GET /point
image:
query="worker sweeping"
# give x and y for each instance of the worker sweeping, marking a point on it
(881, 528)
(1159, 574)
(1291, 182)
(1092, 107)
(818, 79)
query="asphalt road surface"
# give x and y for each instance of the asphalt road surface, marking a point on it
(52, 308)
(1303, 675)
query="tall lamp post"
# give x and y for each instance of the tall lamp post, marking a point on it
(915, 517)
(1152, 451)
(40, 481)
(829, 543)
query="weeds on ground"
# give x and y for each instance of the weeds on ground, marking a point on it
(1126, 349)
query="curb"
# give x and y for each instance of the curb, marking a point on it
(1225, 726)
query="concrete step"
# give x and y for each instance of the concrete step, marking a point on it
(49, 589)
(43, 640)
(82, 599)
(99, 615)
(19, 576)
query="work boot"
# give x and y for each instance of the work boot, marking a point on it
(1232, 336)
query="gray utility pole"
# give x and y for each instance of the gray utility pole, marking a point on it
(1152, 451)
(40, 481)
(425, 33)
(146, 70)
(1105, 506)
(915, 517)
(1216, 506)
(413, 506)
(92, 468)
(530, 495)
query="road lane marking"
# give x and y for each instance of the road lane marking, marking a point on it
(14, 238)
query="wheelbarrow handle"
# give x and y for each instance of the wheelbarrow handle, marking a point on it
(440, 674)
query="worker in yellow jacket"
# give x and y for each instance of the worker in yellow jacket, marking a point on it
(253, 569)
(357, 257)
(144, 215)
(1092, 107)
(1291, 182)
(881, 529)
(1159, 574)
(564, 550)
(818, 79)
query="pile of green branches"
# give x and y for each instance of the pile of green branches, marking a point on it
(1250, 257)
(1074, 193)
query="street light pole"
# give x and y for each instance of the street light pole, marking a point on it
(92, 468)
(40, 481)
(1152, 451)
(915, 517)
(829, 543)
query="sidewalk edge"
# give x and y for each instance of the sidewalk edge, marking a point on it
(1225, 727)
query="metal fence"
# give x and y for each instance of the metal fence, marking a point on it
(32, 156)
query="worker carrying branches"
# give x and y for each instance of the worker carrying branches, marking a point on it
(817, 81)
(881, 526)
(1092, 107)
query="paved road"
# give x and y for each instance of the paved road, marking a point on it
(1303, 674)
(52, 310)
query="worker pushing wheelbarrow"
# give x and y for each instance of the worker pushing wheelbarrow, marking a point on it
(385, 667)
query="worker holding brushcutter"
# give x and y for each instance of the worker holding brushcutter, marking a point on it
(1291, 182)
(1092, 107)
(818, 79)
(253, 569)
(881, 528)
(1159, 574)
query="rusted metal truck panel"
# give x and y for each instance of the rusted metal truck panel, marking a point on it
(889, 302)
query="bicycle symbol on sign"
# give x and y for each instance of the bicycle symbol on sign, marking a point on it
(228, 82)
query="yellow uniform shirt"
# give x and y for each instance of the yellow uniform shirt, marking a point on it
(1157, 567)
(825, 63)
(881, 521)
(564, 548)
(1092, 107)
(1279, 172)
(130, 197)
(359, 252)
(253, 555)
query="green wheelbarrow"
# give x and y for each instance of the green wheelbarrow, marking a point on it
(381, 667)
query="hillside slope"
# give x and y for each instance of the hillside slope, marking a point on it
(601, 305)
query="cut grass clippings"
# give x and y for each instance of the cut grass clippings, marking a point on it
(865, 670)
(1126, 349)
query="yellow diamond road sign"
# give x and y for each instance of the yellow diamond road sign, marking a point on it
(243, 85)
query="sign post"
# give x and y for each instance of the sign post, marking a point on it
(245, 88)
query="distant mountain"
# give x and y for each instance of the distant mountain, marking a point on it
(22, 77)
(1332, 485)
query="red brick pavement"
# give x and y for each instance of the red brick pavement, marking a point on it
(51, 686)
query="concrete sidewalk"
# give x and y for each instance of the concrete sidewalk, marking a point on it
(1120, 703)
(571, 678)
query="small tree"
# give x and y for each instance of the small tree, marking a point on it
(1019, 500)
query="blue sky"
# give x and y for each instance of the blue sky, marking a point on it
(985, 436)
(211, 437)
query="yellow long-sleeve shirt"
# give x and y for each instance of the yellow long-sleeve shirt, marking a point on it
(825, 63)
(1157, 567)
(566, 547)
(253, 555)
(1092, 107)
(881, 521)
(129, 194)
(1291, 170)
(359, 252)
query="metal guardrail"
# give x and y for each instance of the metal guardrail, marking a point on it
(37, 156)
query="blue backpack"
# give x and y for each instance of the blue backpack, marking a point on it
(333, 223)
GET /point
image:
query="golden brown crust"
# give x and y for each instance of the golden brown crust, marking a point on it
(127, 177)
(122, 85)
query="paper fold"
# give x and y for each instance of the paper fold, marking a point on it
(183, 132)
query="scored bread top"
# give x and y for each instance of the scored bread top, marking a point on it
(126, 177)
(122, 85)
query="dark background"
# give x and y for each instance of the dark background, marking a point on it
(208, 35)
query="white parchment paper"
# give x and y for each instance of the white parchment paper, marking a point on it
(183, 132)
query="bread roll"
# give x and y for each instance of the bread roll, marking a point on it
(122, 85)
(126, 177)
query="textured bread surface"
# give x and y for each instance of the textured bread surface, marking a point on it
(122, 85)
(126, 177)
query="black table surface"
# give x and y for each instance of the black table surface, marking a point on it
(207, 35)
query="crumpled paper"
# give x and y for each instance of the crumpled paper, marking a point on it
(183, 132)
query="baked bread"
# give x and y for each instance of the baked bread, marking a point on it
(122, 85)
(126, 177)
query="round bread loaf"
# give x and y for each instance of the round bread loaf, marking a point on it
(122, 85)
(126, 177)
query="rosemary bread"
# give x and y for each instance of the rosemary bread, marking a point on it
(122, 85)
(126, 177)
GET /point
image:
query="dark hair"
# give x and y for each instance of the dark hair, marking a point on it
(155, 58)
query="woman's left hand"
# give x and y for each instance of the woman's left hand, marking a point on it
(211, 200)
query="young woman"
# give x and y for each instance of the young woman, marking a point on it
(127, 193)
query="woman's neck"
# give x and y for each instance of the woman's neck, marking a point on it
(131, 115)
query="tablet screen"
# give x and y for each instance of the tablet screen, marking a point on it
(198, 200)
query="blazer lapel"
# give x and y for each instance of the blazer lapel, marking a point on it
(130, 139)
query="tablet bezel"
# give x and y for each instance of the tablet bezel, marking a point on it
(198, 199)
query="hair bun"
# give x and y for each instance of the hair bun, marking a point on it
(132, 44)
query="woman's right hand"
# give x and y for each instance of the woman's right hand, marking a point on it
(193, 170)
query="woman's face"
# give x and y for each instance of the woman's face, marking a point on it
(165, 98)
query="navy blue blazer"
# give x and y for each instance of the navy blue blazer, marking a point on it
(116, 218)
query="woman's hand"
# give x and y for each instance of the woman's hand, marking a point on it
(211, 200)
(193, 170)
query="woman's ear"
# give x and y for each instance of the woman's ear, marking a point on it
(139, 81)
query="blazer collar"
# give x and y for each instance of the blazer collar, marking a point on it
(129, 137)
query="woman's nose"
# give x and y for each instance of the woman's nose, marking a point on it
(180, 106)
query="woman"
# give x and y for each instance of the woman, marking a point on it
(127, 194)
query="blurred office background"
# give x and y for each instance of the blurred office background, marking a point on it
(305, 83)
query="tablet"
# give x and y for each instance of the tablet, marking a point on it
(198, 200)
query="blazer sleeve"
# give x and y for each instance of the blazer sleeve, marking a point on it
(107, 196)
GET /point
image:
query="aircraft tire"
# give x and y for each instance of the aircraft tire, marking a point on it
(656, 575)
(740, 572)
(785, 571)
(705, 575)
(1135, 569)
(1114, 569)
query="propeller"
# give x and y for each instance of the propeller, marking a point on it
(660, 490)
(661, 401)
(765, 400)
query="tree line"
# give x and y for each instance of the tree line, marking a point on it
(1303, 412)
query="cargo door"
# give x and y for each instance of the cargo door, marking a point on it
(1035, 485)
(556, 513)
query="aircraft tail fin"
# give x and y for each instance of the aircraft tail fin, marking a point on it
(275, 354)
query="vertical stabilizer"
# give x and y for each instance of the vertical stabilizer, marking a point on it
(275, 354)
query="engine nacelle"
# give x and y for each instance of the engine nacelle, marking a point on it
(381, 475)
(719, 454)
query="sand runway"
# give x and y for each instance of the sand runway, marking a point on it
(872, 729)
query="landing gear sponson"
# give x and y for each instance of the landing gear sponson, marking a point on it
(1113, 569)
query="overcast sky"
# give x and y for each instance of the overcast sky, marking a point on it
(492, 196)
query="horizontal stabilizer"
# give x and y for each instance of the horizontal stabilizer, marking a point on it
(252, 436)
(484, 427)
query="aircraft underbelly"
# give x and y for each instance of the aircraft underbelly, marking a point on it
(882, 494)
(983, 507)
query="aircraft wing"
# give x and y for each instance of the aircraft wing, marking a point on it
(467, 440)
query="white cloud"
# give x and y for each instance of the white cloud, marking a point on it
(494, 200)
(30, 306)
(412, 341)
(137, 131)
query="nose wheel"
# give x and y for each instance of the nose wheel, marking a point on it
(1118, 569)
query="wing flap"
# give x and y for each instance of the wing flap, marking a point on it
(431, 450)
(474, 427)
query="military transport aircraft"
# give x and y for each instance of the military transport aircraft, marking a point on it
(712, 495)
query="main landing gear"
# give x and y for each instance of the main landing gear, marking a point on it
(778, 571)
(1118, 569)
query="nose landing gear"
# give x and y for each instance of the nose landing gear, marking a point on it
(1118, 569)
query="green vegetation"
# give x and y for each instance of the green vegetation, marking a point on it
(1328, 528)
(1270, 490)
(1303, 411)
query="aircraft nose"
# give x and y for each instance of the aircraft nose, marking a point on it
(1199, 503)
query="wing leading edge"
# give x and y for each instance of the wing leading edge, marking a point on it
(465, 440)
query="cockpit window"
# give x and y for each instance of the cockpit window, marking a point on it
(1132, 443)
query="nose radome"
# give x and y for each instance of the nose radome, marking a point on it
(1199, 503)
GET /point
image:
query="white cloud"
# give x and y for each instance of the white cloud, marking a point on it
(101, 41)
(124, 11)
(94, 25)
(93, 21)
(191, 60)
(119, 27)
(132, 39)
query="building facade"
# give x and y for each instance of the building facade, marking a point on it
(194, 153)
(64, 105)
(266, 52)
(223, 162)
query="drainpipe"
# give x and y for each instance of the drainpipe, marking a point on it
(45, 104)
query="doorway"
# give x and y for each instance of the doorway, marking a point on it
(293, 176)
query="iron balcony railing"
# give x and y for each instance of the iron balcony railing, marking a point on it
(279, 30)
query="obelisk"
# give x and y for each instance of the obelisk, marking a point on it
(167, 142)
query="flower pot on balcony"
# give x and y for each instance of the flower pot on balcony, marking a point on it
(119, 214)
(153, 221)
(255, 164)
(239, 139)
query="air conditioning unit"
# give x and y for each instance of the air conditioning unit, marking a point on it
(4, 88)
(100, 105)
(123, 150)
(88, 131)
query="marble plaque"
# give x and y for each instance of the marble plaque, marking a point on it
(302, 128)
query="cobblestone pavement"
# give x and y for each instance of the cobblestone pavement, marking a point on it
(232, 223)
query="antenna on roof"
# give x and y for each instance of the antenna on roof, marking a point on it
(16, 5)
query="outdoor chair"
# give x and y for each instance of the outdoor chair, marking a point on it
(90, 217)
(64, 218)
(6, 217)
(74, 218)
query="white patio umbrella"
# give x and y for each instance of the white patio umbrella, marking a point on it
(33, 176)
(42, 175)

→ **Given task**
Copy out the records word for word, from their first line through the line containing "(1225, 726)".

→ **Response to this task**
GET /point
image:
query="worker sweeping"
# give x and y for each instance of the worker sweeping, marking a point on it
(881, 528)
(1159, 574)
(1291, 182)
(1092, 107)
(818, 79)
query="asphalt road surface"
# give x and y for each instance of the asphalt road surface, marking a point on it
(52, 308)
(1303, 675)
query="tall lamp post"
# give x and y for each instance of the tall lamp post, marking a point on it
(915, 517)
(1152, 451)
(40, 481)
(829, 543)
query="weeds on ground"
# give x and y for each instance of the weeds on ground, marking a point on it
(1126, 349)
query="curb"
# give x and y for each instance of the curb, marking a point on it
(1225, 726)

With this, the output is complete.